Scan the records for the word "pixel". Return each line where it is found.

(Stored items)
__________________________________________________
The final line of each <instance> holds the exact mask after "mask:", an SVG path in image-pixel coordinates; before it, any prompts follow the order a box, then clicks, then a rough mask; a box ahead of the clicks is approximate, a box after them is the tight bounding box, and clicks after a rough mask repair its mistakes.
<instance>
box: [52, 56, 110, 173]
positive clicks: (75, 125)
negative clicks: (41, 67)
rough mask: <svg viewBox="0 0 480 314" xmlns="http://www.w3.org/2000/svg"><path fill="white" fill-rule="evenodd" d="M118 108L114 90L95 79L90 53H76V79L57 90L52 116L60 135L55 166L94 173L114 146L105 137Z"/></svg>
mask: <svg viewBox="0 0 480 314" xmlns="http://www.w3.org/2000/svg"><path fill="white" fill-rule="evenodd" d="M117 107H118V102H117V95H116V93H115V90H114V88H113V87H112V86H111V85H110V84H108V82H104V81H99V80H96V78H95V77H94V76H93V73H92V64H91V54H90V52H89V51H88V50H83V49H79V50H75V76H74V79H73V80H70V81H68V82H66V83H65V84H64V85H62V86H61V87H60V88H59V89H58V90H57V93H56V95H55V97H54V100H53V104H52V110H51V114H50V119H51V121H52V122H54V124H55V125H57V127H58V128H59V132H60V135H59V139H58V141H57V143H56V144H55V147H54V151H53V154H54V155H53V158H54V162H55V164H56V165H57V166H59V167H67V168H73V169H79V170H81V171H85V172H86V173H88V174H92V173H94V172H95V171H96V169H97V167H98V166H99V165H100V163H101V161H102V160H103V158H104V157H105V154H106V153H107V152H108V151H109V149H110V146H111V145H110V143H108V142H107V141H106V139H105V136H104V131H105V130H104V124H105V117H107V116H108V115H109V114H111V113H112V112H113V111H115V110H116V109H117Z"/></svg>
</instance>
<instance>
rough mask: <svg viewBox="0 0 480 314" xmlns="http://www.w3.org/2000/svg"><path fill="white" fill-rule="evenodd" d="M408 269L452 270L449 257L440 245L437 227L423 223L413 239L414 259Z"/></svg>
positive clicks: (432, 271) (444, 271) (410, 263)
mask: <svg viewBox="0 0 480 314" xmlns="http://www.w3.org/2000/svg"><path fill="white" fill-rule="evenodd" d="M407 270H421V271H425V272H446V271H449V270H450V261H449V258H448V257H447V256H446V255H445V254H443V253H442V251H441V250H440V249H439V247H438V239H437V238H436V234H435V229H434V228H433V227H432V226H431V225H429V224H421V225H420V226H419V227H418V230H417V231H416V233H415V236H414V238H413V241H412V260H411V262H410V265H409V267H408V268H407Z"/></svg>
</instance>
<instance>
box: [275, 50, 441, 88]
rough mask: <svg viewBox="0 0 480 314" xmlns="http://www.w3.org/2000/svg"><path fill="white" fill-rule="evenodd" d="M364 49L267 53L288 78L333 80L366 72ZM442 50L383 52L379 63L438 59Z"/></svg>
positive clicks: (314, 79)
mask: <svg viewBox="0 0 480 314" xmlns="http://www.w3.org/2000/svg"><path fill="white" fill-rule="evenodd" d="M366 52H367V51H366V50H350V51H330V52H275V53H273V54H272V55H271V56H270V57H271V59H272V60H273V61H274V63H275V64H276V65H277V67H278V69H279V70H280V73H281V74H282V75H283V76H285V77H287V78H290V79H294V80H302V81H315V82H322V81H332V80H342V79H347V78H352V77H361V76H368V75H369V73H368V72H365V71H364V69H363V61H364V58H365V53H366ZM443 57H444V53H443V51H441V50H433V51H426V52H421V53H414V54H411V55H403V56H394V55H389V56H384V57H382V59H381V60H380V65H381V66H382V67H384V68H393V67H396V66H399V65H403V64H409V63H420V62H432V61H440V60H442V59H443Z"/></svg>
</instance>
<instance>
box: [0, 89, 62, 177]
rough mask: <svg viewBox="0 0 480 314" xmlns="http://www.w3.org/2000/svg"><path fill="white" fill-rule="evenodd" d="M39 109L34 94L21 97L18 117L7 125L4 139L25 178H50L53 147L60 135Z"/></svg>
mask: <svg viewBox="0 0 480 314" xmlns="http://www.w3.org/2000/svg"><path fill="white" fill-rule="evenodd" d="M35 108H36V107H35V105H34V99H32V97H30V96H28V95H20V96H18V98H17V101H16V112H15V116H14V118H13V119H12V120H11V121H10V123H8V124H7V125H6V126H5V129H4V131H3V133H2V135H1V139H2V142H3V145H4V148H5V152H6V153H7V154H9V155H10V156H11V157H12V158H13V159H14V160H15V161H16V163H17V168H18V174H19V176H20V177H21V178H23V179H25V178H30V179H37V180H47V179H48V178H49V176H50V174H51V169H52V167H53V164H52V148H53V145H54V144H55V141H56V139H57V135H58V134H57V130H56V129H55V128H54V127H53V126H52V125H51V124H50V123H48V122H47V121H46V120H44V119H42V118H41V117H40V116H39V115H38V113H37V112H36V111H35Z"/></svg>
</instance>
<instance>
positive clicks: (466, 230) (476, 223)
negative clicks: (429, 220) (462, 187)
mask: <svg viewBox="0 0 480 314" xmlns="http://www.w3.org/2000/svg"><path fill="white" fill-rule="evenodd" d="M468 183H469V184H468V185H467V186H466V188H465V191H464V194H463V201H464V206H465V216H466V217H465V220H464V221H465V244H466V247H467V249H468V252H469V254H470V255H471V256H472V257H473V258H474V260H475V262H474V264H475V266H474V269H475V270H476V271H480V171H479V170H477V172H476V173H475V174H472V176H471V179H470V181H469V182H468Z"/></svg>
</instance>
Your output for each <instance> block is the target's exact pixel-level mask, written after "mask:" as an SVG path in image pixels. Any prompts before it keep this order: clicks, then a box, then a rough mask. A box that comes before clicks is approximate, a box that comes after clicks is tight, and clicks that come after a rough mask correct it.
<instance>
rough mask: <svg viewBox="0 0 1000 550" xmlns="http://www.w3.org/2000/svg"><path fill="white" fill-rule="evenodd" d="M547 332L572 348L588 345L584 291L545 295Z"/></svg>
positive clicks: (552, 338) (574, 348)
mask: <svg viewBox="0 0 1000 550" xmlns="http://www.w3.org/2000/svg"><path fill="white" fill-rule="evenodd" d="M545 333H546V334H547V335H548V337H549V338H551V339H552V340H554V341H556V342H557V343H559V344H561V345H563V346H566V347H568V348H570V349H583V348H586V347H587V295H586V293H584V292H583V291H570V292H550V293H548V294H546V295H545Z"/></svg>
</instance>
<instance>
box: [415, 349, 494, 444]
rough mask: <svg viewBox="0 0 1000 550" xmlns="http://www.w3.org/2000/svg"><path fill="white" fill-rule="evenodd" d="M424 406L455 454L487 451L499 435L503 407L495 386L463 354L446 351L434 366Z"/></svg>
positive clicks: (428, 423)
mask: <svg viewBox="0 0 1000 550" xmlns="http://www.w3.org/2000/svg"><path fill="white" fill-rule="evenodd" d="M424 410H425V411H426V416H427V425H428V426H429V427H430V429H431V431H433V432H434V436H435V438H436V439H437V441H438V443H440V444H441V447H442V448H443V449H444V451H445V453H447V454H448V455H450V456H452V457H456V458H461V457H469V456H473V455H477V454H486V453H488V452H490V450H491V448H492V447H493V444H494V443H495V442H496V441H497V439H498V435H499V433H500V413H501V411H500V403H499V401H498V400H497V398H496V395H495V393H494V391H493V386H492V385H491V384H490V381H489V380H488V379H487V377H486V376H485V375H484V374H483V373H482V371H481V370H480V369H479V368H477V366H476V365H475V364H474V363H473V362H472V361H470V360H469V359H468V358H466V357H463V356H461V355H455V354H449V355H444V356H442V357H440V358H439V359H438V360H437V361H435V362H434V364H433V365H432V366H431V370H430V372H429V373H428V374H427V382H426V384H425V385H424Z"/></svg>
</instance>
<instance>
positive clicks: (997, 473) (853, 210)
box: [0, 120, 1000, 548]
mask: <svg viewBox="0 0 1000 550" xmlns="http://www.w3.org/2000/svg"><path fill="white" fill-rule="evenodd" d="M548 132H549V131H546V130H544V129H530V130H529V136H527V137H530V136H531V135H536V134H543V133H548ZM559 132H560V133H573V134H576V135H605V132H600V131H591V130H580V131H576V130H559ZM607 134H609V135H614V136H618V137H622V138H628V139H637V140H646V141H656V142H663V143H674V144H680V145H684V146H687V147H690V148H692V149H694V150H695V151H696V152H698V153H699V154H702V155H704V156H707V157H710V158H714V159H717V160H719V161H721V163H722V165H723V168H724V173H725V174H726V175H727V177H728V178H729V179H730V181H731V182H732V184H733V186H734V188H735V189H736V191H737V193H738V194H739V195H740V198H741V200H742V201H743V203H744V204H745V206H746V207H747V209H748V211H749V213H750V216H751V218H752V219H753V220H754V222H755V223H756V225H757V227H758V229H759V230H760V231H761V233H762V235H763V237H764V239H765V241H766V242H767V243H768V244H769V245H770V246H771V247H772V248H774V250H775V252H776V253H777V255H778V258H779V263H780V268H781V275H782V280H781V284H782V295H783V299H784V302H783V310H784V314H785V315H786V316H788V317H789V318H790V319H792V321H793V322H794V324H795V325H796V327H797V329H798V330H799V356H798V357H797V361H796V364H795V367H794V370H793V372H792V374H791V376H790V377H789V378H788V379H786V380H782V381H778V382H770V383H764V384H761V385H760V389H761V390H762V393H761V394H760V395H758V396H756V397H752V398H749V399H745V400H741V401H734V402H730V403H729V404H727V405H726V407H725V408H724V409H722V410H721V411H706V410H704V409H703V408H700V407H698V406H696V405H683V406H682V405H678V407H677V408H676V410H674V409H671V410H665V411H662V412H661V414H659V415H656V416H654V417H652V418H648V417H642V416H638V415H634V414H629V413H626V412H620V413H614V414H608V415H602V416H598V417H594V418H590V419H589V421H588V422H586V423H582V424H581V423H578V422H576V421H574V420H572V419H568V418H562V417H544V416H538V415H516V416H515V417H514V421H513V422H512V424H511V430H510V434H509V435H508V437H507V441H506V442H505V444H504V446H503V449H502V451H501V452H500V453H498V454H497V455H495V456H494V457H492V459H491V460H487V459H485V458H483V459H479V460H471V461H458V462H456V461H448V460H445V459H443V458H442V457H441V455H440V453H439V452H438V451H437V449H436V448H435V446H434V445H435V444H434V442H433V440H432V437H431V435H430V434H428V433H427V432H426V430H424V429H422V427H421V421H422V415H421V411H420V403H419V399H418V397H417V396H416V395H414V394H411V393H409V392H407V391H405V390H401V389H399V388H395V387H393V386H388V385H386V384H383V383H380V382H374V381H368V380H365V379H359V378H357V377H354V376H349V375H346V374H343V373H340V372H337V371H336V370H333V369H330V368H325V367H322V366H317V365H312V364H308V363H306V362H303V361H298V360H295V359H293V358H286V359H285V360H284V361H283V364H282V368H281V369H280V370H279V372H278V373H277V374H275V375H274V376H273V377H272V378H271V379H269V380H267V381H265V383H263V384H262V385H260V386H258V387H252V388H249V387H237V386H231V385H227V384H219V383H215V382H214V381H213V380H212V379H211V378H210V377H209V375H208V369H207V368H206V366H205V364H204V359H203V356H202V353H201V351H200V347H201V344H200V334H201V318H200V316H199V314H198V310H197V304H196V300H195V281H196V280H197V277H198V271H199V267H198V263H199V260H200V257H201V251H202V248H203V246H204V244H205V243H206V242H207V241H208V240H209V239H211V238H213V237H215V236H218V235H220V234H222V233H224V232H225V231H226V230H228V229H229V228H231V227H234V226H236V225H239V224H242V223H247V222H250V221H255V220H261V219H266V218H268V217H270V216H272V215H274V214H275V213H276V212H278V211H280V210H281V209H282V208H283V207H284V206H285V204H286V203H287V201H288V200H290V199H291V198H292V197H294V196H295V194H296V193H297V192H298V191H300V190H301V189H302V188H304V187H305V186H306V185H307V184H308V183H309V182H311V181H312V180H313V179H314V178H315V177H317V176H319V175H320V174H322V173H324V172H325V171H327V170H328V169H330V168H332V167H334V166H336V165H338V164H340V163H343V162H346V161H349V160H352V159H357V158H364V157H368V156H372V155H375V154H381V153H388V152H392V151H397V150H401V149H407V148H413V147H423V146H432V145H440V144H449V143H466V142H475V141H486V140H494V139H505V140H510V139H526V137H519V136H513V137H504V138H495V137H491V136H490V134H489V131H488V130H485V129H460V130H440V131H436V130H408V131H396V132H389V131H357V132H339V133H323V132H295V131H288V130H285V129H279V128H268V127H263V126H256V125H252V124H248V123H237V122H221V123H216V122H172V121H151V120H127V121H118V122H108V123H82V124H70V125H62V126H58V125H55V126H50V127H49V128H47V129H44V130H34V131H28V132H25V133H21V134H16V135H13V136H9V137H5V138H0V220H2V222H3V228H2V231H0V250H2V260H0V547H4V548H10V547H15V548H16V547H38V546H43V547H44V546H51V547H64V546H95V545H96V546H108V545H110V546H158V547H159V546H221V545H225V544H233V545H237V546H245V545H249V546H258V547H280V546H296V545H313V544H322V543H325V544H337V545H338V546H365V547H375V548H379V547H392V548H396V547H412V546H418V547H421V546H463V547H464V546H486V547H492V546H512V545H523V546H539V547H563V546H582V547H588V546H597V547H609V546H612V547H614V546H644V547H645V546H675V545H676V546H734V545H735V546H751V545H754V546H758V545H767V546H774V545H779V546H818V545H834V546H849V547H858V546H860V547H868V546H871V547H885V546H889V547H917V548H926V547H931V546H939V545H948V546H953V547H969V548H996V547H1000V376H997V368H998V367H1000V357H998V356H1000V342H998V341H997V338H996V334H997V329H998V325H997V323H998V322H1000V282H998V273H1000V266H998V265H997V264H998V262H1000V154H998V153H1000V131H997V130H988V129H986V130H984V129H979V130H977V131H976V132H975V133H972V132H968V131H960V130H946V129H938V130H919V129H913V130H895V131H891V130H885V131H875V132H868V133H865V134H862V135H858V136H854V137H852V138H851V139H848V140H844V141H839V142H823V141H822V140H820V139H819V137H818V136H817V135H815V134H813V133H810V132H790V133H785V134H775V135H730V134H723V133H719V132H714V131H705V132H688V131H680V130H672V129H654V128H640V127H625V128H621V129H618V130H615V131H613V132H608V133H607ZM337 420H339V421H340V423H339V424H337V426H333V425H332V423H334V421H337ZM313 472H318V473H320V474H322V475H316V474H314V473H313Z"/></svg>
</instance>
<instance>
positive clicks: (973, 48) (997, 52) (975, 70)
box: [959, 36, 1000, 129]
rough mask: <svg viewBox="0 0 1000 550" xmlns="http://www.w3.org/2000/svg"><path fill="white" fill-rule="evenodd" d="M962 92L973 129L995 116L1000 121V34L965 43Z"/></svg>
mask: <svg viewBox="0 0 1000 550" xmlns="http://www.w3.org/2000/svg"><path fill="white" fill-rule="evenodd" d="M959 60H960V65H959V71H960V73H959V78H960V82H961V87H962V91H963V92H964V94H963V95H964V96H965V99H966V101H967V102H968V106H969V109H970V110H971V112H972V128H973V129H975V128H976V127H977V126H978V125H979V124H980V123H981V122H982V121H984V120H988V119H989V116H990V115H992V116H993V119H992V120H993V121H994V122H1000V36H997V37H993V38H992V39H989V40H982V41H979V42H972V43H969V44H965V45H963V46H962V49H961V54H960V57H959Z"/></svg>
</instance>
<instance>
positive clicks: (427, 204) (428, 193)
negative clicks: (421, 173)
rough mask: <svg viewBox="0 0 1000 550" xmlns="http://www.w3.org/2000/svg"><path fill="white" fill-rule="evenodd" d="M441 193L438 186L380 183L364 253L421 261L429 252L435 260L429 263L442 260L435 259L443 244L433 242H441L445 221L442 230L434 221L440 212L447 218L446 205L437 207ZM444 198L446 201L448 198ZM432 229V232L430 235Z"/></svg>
__________________________________________________
Expected answer:
The final line of each <instance> holds the exact mask after "mask:", an SVG path in image-pixel coordinates; before it, any prompts follow the order a box, then clicks, then a rough mask; a box ahead of the clicks is approximate, a box after them is the tight bounding box, and clicks after a rough mask repair its mistakes.
Your output for each <instance> block is the target's exact pixel-level mask, written after "mask:" as an SVG path in image pixels. Any prompts before it keep this order: clicks, then a box, then a rough mask. A box that comes before clicks is approximate, a box that comes after clicks is tight, and clicks that come after a rough mask correct it.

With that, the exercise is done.